• EXERCISE 1
Collect every line of the records below that contains the string "rule".
SELECTED EXTRACT START
Threat Management, Malware, Threat Management

Crooks ‘jackpot’ ATMs in Latin America with new FiXS malware

A man uses a green-colored ATM

Advance ATM malware dubbed FiXS has been used in a string of attacks across Mexico allowing cybercriminals to spit out cash on demand. The attacks have been ongoing since February with researchers unsure how threat actors are able to install FiXS malware on targeted ATM machines.

The attacks are similar in tactics to previous ATM malware called Ploutus, which has targeted Latin America banks since 2013, according to a report by researchers at Metabase Q. An updated strain of the malware was detected in 2021, which “specifically targeted ATMs produced by the Brazilian vendor, Itautec, and was prevalent across Latin America.”

The FiXS malware is new and is currently affecting Mexican banks, wrote Jesus Dominguez and Gerardo Corona from from Metabase Q's Ocelot Team.
SELECTED EXTRACT END
MATERIAL SUPPLIED START
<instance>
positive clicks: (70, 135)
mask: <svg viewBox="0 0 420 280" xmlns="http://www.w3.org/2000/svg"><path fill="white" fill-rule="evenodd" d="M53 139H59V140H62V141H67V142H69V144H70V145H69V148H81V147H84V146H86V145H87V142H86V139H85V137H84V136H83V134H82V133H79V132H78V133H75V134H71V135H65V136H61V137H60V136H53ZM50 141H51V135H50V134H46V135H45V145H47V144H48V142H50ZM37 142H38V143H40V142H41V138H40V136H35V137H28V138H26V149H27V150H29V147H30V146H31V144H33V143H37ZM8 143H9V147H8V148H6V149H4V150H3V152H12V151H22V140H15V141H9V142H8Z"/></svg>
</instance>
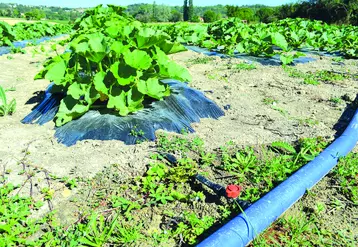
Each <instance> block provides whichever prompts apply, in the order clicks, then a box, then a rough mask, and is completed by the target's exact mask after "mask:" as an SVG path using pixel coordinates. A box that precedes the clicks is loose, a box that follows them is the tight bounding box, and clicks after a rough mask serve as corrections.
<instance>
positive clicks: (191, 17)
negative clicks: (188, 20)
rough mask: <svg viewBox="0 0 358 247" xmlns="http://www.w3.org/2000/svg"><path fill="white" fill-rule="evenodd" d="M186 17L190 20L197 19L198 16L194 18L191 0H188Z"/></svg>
mask: <svg viewBox="0 0 358 247" xmlns="http://www.w3.org/2000/svg"><path fill="white" fill-rule="evenodd" d="M188 19H189V20H190V21H195V20H196V19H198V17H197V18H195V19H194V4H193V0H189V7H188Z"/></svg>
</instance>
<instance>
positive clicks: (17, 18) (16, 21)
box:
MATERIAL SUPPLIED END
• EXERCISE 2
According to the article on ATM malware, which vendor made the ATMs that the 2021 strain of Ploutus specifically targeted?

• REPLY 1
mask: <svg viewBox="0 0 420 280" xmlns="http://www.w3.org/2000/svg"><path fill="white" fill-rule="evenodd" d="M53 139H59V140H62V141H67V142H69V144H70V145H69V148H81V147H84V146H86V145H87V142H86V139H85V137H84V136H83V134H82V133H79V132H78V133H75V134H71V135H65V136H61V137H60V136H53ZM50 141H51V135H50V134H46V135H45V145H47V144H48V142H50ZM37 142H38V143H40V142H41V138H40V136H35V137H28V138H26V149H27V150H29V147H30V146H31V144H33V143H37ZM8 143H9V147H8V148H6V149H4V150H3V152H12V151H22V140H15V141H9V142H8Z"/></svg>
rough mask: <svg viewBox="0 0 358 247" xmlns="http://www.w3.org/2000/svg"><path fill="white" fill-rule="evenodd" d="M186 17L190 20L197 19L198 16L194 18L191 0H188Z"/></svg>
mask: <svg viewBox="0 0 358 247" xmlns="http://www.w3.org/2000/svg"><path fill="white" fill-rule="evenodd" d="M188 19H189V20H190V21H195V20H196V19H198V17H197V18H195V19H194V4H193V0H189V7H188Z"/></svg>

• REPLY 2
Itautec, a Brazilian vendor.